ABOUT THIS TASK: The expected result is a word-for-word copy of the entries, minus any pictures.

SUPPLIED INFORMATION:
·····

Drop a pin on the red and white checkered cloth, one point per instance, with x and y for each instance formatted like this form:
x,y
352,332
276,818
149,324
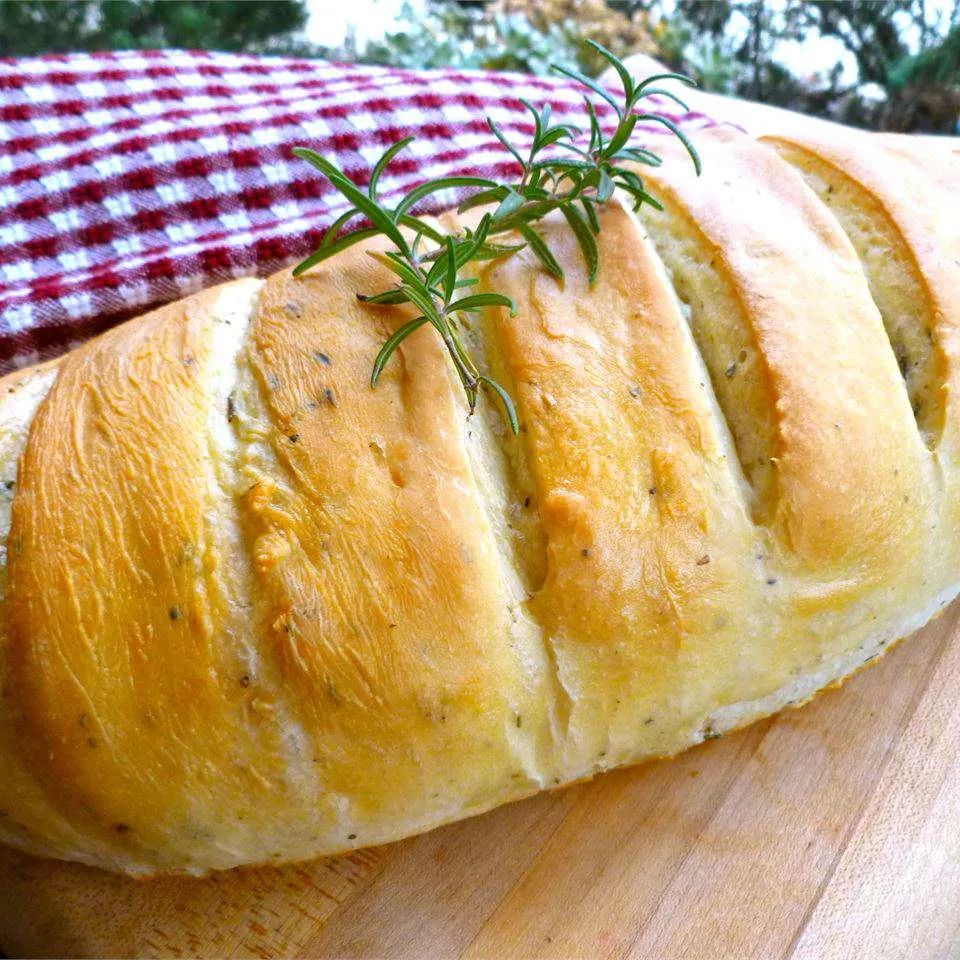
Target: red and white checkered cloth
x,y
130,179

·····

PROBLEM SOLUTION:
Drop a pin on the red and white checkered cloth, one point per instance, with x and y for each instance formatted like this form:
x,y
352,332
276,818
149,324
Target: red and white checkered cloth
x,y
130,179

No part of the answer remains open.